Stored records
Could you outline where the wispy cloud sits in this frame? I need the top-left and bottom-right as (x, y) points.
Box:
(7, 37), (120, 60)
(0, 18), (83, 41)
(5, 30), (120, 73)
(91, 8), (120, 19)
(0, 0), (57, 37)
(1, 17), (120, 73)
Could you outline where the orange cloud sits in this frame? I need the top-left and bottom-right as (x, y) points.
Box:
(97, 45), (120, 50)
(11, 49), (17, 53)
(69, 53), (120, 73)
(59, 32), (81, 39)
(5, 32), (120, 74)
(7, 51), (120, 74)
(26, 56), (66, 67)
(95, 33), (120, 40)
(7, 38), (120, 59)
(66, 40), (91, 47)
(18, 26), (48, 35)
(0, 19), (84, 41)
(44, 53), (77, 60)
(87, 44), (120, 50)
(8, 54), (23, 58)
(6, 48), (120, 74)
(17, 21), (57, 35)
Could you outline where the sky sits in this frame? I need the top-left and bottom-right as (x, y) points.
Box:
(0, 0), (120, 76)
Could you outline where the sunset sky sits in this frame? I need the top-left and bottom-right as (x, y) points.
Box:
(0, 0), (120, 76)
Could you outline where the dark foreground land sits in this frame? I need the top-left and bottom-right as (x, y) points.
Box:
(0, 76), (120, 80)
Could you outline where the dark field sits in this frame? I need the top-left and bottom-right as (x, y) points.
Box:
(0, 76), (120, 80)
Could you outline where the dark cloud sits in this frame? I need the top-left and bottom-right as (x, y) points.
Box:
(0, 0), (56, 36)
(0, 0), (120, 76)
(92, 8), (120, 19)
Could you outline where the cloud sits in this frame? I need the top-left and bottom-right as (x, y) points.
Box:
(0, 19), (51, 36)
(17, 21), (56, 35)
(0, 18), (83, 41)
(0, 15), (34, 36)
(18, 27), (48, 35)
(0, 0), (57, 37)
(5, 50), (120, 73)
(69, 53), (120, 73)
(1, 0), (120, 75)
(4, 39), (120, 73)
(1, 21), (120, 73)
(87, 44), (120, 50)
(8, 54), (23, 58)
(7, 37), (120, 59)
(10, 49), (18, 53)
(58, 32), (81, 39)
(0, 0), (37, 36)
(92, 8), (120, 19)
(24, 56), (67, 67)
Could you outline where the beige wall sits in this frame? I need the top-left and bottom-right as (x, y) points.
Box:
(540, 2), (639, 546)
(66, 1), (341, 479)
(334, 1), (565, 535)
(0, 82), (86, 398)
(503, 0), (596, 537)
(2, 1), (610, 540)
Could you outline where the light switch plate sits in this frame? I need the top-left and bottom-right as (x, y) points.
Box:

### THE TASK
Would you please reproduce the entries above word for word?

### EXERCISE ANSWER
Could you outline where the wispy cloud sits in this frame? I need the top-left and bottom-right as (x, y) points.
Box:
(7, 37), (120, 60)
(0, 18), (83, 41)
(5, 30), (120, 73)
(91, 8), (120, 19)
(0, 0), (57, 37)
(1, 17), (120, 73)
Could you outline where the orange cloud sits in this frame? I need the top-left and bottom-right as (x, y) points.
Box:
(97, 45), (120, 50)
(11, 49), (17, 53)
(69, 53), (120, 73)
(59, 32), (81, 39)
(5, 32), (120, 74)
(7, 51), (120, 74)
(26, 56), (66, 67)
(95, 33), (120, 40)
(7, 38), (120, 59)
(66, 40), (91, 47)
(18, 26), (48, 35)
(0, 19), (84, 41)
(44, 53), (77, 60)
(87, 44), (120, 50)
(8, 54), (23, 58)
(6, 48), (120, 74)
(17, 21), (57, 35)
Could you outline where the sky sits in this frame? I need the top-left and bottom-right as (x, y) points.
Box:
(0, 0), (120, 76)
Could you outline where the sunset sky sits in this frame? I need the top-left and bottom-right as (x, y) points.
Box:
(0, 0), (120, 76)
Could you outline where the dark foreground land sits in this frame? I need the top-left and bottom-right as (x, y) points.
Box:
(0, 76), (120, 80)
Could you outline where the dark field sits in this frame? I need the top-left and bottom-right as (x, y) points.
Box:
(0, 76), (120, 80)
Could you outline where the dark cloud sits in this frame? I need the top-left and bottom-right as (x, y) points.
Box:
(0, 0), (56, 36)
(0, 0), (120, 76)
(92, 8), (120, 19)
Could you outline where the cloud sits in this frame? I need the top-left and bottom-right as (x, y) points.
Box:
(0, 19), (51, 36)
(17, 21), (56, 35)
(0, 18), (83, 41)
(0, 15), (34, 36)
(18, 27), (48, 35)
(0, 0), (57, 37)
(5, 50), (120, 73)
(69, 53), (120, 73)
(1, 0), (120, 75)
(4, 39), (120, 73)
(1, 21), (120, 73)
(87, 44), (120, 50)
(8, 54), (23, 58)
(7, 37), (120, 59)
(10, 49), (18, 53)
(58, 32), (81, 39)
(0, 0), (37, 36)
(92, 8), (120, 19)
(24, 56), (67, 67)
Could you outline where the beige wall sits in this frame? I need the top-left and bottom-right as (x, y) points.
Box:
(540, 2), (639, 546)
(66, 1), (341, 479)
(334, 1), (565, 535)
(0, 82), (86, 398)
(503, 0), (596, 537)
(2, 1), (610, 540)
Could you outline where the light switch plate sits in this frame? I need the top-left and bottom-right as (x, y) points.
Box:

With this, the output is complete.